> [Short exercise 1]: Repeat word for word the part of the Bola Ige profile between "Governor of Oyo" and "Osun State, Nigeria)", inclusive.
> [Short exercise 2]: Condense the section of the Bola Ige profile that begins "Governor of Oyo State" into a single sentence that keeps its main facts.
--- BEGIN Extract provided ---
Minister of Justice
- In office 3 January 2000 – 23 December 2001
- President: Olusegun Obasanjo
- Preceded by: Kanu Godwin Agabi
- Succeeded by: Kanu Godwin Agabi

Minister of Power and Steel
- In office 29 May 1999 – 3 January 2000
- President: Olusegun Obasanjo
- Preceded by: Bello Suleiman
- Succeeded by: Liyel Imoke

Governor of Oyo State
- In office 1 October 1979 – 1 October 1983
- Deputy: Sunday Afolabi (1979–1982); Bisi Akande (1982–1983);
- Preceded by: Paul C. Tarfa
- Succeeded by: Victor Olunloyo

Federal Commissioner for Agriculture
- In office 3 January 1967 – 23 December 1970
- Head of State: Yakubu Gowon
- Preceded by: ministry established
- Succeeded by: Unknown

Personal details
- Born: James Ajibola Idowu Adegoke Ige 13 September 1930 Esa Oke, Southern Region, British Nigeria (now in Osun State, Nigeria)
- Died: 23 December 2001 (aged 71) Ibadan, Nigeria
- Cause of death: Assassination by gunshot
- Party: Action Group; Unity Party of Nigeria; Alliance for Democracy;
- Spouse: Atinuke Ige
- Education: Ibadan Grammar School; University of Ibadan; University College London;
- Occupation: Politician; lawyer;

= Bola Ige =

Nigerian politician (1930–2001)
--- END Extract provided ---
--- BEGIN Data ---
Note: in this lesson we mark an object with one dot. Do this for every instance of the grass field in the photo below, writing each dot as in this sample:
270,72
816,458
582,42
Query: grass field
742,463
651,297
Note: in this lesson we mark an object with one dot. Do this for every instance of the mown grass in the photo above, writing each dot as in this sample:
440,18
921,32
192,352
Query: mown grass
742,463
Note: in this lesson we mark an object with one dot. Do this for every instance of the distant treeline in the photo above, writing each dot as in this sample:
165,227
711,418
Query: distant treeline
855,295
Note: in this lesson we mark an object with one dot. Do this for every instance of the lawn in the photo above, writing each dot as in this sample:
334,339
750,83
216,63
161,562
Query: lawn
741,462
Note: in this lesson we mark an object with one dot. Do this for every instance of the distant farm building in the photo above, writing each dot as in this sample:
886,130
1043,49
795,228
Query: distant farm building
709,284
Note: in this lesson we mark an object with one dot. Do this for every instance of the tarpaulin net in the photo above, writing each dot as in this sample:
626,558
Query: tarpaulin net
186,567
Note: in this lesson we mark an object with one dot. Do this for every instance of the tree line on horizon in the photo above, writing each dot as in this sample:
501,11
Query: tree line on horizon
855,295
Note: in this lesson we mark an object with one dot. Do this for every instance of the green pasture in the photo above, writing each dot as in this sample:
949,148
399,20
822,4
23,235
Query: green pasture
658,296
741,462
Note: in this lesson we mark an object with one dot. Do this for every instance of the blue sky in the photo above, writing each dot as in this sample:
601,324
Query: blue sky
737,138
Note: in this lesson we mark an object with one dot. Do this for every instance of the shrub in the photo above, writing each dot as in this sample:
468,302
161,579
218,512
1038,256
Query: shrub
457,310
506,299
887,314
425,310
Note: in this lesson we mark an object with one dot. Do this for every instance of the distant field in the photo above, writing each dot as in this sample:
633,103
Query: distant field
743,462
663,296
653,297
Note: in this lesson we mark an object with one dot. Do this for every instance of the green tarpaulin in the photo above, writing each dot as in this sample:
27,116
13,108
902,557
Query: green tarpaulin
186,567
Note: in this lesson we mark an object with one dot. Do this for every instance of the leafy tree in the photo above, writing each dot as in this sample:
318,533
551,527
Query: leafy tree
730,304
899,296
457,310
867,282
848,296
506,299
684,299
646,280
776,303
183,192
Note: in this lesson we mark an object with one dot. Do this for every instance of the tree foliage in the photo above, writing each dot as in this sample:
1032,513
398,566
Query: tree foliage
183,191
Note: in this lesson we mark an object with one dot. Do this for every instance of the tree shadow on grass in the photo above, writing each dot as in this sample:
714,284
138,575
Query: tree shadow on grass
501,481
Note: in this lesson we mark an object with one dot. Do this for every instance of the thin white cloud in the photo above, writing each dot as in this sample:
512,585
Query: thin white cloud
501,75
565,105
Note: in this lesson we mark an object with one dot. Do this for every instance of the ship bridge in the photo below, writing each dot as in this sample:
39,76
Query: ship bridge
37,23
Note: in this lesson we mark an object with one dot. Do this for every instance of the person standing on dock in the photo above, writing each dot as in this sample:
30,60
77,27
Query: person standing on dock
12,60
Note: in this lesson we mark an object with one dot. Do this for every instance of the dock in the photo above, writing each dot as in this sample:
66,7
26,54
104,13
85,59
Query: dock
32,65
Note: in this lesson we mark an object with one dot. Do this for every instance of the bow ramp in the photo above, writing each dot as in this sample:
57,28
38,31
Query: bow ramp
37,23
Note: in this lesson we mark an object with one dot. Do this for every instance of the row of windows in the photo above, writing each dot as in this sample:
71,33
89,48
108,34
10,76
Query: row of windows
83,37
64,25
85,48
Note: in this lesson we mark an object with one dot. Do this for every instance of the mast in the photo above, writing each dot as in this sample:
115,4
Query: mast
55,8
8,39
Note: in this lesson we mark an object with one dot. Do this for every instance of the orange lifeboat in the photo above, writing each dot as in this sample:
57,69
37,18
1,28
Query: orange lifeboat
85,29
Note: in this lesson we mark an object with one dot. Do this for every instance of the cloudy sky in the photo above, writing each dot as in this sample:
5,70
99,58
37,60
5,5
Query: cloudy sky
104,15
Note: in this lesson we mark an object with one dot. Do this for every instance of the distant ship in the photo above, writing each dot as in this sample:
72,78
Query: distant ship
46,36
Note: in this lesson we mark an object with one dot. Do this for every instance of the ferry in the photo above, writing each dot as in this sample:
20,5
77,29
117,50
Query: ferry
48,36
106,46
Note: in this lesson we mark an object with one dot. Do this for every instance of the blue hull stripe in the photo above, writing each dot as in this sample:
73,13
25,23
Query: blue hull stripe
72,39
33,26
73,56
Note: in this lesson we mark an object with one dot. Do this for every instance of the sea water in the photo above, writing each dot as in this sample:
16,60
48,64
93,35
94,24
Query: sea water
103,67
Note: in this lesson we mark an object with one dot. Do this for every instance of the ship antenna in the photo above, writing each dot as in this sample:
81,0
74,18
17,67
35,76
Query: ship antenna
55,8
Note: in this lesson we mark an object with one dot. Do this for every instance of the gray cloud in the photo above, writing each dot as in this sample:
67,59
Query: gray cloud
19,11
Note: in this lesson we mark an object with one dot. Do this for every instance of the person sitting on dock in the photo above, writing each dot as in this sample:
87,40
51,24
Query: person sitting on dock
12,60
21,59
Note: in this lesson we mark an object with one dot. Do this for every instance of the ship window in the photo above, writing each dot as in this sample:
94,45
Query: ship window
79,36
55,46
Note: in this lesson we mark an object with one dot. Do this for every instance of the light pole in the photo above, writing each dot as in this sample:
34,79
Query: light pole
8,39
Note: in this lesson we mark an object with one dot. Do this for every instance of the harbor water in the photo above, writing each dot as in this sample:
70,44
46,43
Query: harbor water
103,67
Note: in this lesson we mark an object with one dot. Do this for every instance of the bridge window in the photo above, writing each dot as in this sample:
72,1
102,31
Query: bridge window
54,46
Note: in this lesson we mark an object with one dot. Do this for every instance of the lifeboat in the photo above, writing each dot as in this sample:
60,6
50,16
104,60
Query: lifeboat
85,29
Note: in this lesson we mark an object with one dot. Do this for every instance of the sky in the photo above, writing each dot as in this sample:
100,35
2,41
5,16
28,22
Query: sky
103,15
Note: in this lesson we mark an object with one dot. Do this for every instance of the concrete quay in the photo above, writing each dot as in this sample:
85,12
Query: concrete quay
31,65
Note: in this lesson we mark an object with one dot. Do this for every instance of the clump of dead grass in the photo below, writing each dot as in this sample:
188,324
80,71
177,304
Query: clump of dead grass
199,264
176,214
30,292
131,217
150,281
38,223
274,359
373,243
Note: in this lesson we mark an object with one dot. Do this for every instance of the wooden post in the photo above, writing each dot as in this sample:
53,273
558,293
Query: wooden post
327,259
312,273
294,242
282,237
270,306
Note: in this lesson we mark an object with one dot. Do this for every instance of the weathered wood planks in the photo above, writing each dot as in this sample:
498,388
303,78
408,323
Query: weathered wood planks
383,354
--- END Data ---
--- BEGIN Data ---
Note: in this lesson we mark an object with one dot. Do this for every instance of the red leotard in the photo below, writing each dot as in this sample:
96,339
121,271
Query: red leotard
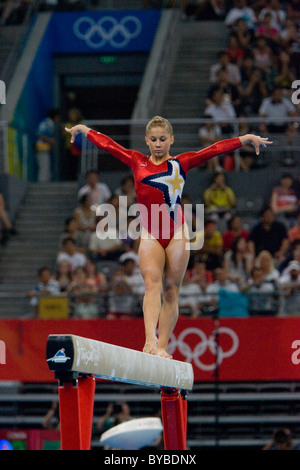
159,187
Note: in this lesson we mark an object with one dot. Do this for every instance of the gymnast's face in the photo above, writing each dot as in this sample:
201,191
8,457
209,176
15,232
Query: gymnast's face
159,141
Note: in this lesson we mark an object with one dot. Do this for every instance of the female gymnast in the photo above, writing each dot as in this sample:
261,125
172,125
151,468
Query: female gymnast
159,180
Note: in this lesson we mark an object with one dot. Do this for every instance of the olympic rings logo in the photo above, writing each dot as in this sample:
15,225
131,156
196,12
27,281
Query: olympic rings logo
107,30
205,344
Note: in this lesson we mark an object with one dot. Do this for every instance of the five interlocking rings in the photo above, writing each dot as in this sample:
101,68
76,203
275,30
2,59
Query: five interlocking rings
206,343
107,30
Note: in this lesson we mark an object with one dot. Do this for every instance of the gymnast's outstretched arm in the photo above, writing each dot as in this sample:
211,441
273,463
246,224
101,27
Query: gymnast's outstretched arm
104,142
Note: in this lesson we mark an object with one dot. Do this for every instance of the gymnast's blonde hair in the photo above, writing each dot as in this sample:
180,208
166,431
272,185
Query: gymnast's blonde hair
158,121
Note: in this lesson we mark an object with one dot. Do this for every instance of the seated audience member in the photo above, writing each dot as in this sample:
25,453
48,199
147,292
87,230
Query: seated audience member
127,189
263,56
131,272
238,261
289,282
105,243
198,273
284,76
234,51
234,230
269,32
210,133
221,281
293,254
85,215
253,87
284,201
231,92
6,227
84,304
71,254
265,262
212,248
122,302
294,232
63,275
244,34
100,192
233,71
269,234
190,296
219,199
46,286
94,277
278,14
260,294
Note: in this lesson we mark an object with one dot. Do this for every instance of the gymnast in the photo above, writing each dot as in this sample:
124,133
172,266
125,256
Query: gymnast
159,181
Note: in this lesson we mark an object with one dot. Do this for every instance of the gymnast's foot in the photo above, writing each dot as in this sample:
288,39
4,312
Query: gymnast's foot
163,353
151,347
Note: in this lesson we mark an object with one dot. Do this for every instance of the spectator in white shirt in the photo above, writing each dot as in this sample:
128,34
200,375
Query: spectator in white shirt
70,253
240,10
--- END Data ---
--- BEGIN Data ---
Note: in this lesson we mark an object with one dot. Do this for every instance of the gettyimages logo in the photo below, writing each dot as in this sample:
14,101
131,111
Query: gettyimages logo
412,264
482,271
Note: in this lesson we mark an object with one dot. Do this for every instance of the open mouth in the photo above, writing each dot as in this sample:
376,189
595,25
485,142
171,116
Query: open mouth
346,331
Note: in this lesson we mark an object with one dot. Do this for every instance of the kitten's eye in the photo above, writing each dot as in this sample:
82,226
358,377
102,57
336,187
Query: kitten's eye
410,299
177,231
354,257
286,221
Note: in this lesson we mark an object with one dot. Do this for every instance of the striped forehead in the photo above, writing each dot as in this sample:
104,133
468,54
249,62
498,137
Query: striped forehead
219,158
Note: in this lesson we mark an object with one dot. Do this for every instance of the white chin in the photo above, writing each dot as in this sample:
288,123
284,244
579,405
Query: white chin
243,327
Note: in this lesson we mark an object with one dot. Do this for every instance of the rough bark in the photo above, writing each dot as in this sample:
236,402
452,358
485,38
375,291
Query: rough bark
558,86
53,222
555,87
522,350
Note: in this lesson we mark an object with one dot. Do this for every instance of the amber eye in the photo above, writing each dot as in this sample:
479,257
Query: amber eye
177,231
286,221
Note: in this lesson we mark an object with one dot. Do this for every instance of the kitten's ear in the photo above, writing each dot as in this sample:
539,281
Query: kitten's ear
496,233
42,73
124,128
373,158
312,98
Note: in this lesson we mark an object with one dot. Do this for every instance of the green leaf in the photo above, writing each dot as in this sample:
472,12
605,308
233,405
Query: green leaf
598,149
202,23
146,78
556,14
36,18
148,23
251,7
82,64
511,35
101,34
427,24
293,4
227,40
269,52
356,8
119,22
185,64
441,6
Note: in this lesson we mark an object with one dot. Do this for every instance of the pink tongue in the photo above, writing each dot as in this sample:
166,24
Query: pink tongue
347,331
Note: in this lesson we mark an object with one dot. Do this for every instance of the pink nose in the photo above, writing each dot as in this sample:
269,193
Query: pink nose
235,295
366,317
--- END Data ---
> [Reply 1]:
Governor of Oyo State
- In office 1 October 1979 – 1 October 1983
- Deputy: Sunday Afolabi (1979–1982); Bisi Akande (1982–1983);
- Preceded by: Paul C. Tarfa
- Succeeded by: Victor Olunloyo

Federal Commissioner for Agriculture
- In office 3 January 1967 – 23 December 1970
- Head of State: Yakubu Gowon
- Preceded by: ministry established
- Succeeded by: Unknown

Personal details
- Born: James Ajibola Idowu Adegoke Ige 13 September 1930 Esa Oke, Southern Region, British Nigeria (now in Osun State, Nigeria)

> [Reply 2]: Bola Ige served as Governor of Oyo State from 1 October 1979 to 1 October 1983, with Sunday Afolabi (1979–1982) and then Bisi Akande (1982–1983) as deputy, following Paul C. Tarfa and preceding Victor Olunloyo.